◆ PROVIDED TEXT ◆
((
VOLTA: VISION-LANGUAGE TRANSFORMER WITH WEAKLY-SUPERVISED LOCAL-FEATURE ALIGNMENT

Abstract

Figure 1: We introduce VoLTA, Vision-Language Transformer with weakly-supervised local-feature Alignment, a VLP paradigm trained with graph optimal transport (GOT) based image-text matching. VoLTA learns finegrained local visual representation only using global image-caption pairs, eliminating the use of expensive grounding annotations. This figure shows how different words in captions attend relevant image regions, produced by the GOT module of VoLTA pre-trained on COCO.

1. INTRODUCTION

Inspired by the escalating unification of transformer-based modeling in vision (Dosovitskiy et al., 2021; Liu et al., 2021; Chen et al., 2021a) and language (Devlin et al., 2019; Liu et al., 2019) domains, coupled with readily available large-scale image-caption pair data, vision-language pre-training (VLP) (Lu et al., 2019; Li et al., 2020a; Kim et al., 2021; Kamath et al., 2021; Zhang et al., 2021) has recently been receiving ever-growing attention. VLP has not only been proven the de-facto for several VL tasks, but it has also been beneficial for traditional vision-only tasks, such as image classification and object detection. Such wide-range applications of VLP can broadly be categorized into two groups: (i) tasks requiring image-level understanding, e.g., image classification, image &
))
◆ TASK OBJECTIVE ◆
Which works does the VoLTA text cite for vision-language pre-training (VLP) in its introduction? The lines that come next are separate material, apart from the VoLTA text.

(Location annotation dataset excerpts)
((
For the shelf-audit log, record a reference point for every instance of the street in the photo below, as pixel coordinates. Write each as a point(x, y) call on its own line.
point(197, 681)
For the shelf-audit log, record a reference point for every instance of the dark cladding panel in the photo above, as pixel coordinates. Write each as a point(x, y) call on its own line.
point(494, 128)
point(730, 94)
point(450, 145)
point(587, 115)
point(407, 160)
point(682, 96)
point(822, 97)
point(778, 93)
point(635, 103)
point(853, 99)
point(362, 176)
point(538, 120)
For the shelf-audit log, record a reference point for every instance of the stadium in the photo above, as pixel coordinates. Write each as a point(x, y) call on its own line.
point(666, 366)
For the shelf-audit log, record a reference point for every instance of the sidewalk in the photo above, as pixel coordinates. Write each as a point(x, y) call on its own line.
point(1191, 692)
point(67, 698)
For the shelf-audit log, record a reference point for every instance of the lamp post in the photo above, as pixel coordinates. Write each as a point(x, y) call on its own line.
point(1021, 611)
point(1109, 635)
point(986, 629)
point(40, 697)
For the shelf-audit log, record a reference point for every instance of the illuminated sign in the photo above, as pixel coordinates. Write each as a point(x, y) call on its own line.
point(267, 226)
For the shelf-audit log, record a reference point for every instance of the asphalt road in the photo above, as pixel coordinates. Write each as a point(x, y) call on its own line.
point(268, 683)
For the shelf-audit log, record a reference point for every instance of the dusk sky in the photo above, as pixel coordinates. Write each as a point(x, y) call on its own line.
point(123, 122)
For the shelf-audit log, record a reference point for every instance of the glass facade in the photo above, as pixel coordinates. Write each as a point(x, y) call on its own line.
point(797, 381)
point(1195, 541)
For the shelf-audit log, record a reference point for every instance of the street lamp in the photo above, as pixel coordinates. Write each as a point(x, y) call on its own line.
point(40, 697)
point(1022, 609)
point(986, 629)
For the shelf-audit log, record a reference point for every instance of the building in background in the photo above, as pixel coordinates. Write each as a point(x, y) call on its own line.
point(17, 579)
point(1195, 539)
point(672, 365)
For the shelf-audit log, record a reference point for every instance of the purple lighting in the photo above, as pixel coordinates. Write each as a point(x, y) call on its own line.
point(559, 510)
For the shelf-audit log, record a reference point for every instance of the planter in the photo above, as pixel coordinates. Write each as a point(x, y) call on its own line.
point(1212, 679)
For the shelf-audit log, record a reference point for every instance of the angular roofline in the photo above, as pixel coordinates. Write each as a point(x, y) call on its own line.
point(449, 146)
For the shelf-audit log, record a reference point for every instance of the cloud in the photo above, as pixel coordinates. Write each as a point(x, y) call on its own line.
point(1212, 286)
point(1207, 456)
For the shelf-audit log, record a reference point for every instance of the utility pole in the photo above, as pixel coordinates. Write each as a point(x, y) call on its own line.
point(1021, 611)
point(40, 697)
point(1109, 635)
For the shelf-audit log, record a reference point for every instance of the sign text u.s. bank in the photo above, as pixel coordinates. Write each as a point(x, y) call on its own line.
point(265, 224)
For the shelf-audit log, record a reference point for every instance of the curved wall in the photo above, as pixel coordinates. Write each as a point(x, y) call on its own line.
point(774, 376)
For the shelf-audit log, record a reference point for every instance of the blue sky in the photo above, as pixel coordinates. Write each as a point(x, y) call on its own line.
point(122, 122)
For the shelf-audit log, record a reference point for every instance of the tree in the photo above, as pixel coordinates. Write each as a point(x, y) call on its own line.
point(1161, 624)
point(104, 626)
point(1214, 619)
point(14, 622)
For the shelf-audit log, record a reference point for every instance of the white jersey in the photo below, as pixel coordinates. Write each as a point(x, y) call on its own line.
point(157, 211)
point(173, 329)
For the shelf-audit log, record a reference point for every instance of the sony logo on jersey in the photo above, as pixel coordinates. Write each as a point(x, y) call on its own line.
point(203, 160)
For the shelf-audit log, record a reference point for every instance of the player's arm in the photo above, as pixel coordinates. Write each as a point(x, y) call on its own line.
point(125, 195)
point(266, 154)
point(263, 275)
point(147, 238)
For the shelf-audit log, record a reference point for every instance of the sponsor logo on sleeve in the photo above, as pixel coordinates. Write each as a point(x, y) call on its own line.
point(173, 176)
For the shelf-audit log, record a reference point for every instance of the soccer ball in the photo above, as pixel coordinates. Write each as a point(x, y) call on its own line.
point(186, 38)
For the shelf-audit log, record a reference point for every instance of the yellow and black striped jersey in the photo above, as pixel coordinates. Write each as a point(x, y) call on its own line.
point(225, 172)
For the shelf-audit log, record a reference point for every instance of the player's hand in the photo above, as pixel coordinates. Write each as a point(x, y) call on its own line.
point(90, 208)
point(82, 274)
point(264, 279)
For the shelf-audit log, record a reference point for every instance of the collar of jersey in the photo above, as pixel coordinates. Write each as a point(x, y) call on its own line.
))
◆ RESPONSE BELOW ◆
Lu et al., 2019; Li et al., 2020a; Kim et al., 2021; Kamath et al., 2021; Zhang et al., 2021